États-Unis - Accommodement langagier :
"djihad" et "terroriste islamiste" bannis du vocabulaire officiel

Jihad
samedi 26 avril 2008

Le gouvernement américain n’ose plus nommer l’ennemi dans la guerre au terrorisme, par peur d’offenser les musulmans. Et si on avait banni les mots « nazi » et « fascisme » par respect pour les allemands et à la demande de la diaspora sympathique au nazisme... peut-être qu’on aurait prévenu l’holocauste et la 2e guerre mondiale. Pourquoi n’y a-t-on pas pensé ?

Ces accommodements langagiers font en sorte que l’idéologie qui anime les terroristes islamistes est complètement occultée. Cette stratégie suicidaire dictée par une rectitude politique aberrante porte la marque d’une capitulation totale face au mouvement djihadiste mondial inspiré d’une idéologie totalitaire dont les fondements sont théologiques. C’est se mettre la tête dans le sable, c’est se désarmer volontairement. Si on arrête de les appeler « djihadistes » et « terroristes islamistes... » le djihad mondial va cesser d’exister comme par enchantement ! Mon dieu, quelle naïveté...
○ ○ ○ ○ ○ ○ ○
Objectif de la tâche: Pouvez-vous reproduire mot pour mot le passage de l'article ci-dessus sur le vocabulaire officiel américain, de « Le gouvernement américain » à « a-t-on pas pensé ? » ?

Informations enregistrées:
○ ○ ○ ○ ○ ○ ○
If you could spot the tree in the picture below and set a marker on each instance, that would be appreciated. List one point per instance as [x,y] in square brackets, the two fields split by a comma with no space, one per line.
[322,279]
○ ○ ○ ○ ○ ○ ○
Résultat de la tâche:
Le gouvernement américain n’ose plus nommer l’ennemi dans la guerre au terrorisme, par peur d’offenser les musulmans. Et si on avait banni les mots « nazi » et « fascisme » par respect pour les allemands et à la demande de la diaspora sympathique au nazisme... peut-être qu’on aurait prévenu l’holocauste et la 2e guerre mondiale. Pourquoi n’y a-t-on pas pensé ?